→ Reading text:
....................

In [6]:
import numpy as np 
human, bot = 1, -1 

Next cell implements `State`. `State` implements many utility functions which will then be used in our implementation of the minimax algorithm. Any problem implmenting `next_actions`, `next_state` and `is_terminal` can be fed into minimax. 

In [7]:
class State :
    def __init__(self, board=None) : 
        if board is not None : 
            self.board = board 
        else : 
            self.board = np.zeros((3,3))

    def next_actions(self) : 
        """
        Returns a generator yielding empty 
        spots on the board.
        """
        for x in range(3) : 
            for y in range(3) :
                if self.board[x][y] == 0 : 
                    yield x, y 

    def next_state(self, x, y, player) : 
        """
        Setting empty cell (x, y) on the board
        to player's move, which can be +1 or -1.
        """
        board = self.board.copy() 
        board[x][y] = player  
        return State(board)
    
    def move(self, x, y, player) : 
        self.board[x][y] = player 
    
    def print_board(self) : 
        """
        Utility function to print the board
        representing current state.
        """
        for i in range(3) : 
            for j in range(3) : 
                v = ' '
                if self.board[i][j] == 1 : 
                    v = 'X' 
                elif self.board[i][j] == -1 : 
                    v = 'O'
                end = ''
                if j != 2 : 
                    end = ' | '
                print(v, end=end) 
            print()
            if i != 2 :
                print('---------')
        print() 
    
    def is_terminal(self) :  
        """
        returns 0 in case of draw, 
                1 in case the human player wins. 
                -1 in case the bot wins.
                -2 otherwise. 
        """

....................

→ Given instruction 1: Reproduce all of the object location labeling records word for word, leaving the pictures out.
→ Given instruction 2: Extend the tic-tac-toe minimax code, picking up after its final line.
The tic-tac-toe minimax code and the records come from separate sources.

(Object location labeling entries)
....................

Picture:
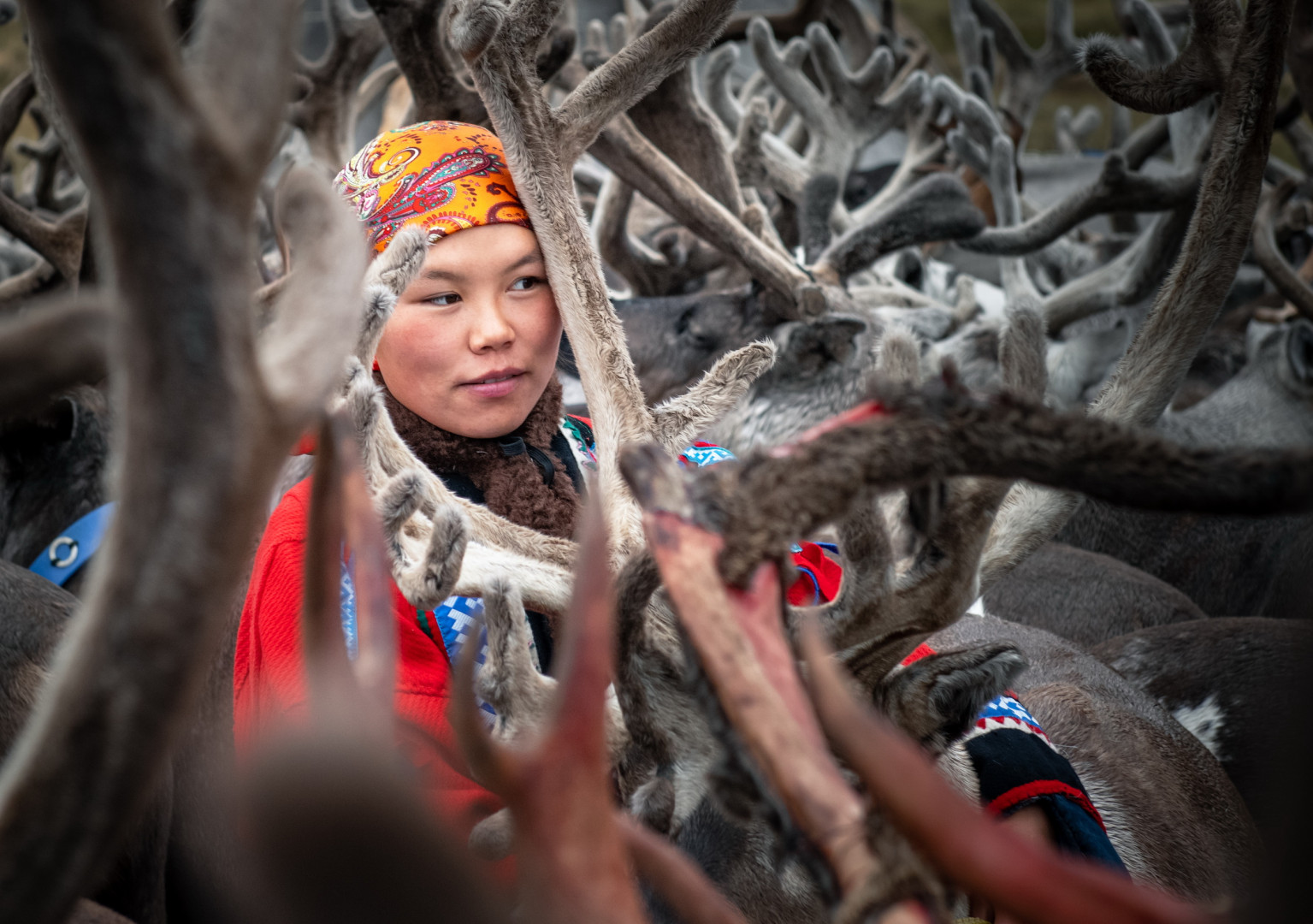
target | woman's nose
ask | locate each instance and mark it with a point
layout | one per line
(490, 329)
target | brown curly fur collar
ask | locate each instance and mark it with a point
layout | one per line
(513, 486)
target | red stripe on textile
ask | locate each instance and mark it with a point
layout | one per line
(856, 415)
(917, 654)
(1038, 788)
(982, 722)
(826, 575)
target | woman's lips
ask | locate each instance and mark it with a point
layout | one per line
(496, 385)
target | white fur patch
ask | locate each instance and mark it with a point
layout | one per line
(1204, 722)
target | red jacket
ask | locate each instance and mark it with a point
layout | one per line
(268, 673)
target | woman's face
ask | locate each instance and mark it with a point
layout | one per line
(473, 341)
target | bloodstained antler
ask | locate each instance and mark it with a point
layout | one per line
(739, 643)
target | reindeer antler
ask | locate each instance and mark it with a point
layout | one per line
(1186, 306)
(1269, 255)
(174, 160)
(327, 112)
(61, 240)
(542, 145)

....................

→ Task response 1:
Picture:
target | woman's nose
ask | locate each instance and mark it with a point
layout | one per line
(490, 329)
target | brown curly fur collar
ask | locate each instance and mark it with a point
layout | one per line
(513, 486)
target | red stripe on textile
ask | locate each instance and mark it with a point
layout | one per line
(856, 415)
(917, 654)
(1038, 788)
(982, 722)
(826, 575)
target | woman's lips
ask | locate each instance and mark it with a point
layout | one per line
(496, 385)
target | white fur patch
ask | locate each instance and mark it with a point
layout | one per line
(1204, 722)
target | red jacket
ask | locate each instance and mark it with a point
layout | one per line
(268, 673)
target | woman's face
ask | locate each instance and mark it with a point
layout | one per line
(473, 341)
target | bloodstained antler
ask | locate each instance and mark it with a point
layout | one per line
(739, 643)
target | reindeer antler
ask | locate each instance and mark it with a point
layout | one per line
(1186, 306)
(1269, 255)
(174, 160)
(327, 112)
(61, 240)
(542, 145)

→ Task response 2:
        def is_draw() :  
            if not np.any(self.board == 0) : 
                return True 
            return False 

        def is_valid(line) : 
            if len(np.unique(line)) == 1\
            and line[0] != 0 : 
                return True
            return False

        def check_diagonal() : 
            if is_valid(np.diag(self.board)) \
            or is_valid(np.diag(np.fliplr(self.board))) : 
                return True 
            else : 
                return False 

        def check_row_col() : 
            for i in range(3) : 
                if is_valid(self.board[:,i]) : 
                    return True, self.board[0,i] 
                if is_valid(self.board[i,:]) : 
                    return True, self.board[i][0] 
            return False, None 

        if check_diagonal() : 
            return self.board[1][1] 
        ok, v = check_row_col()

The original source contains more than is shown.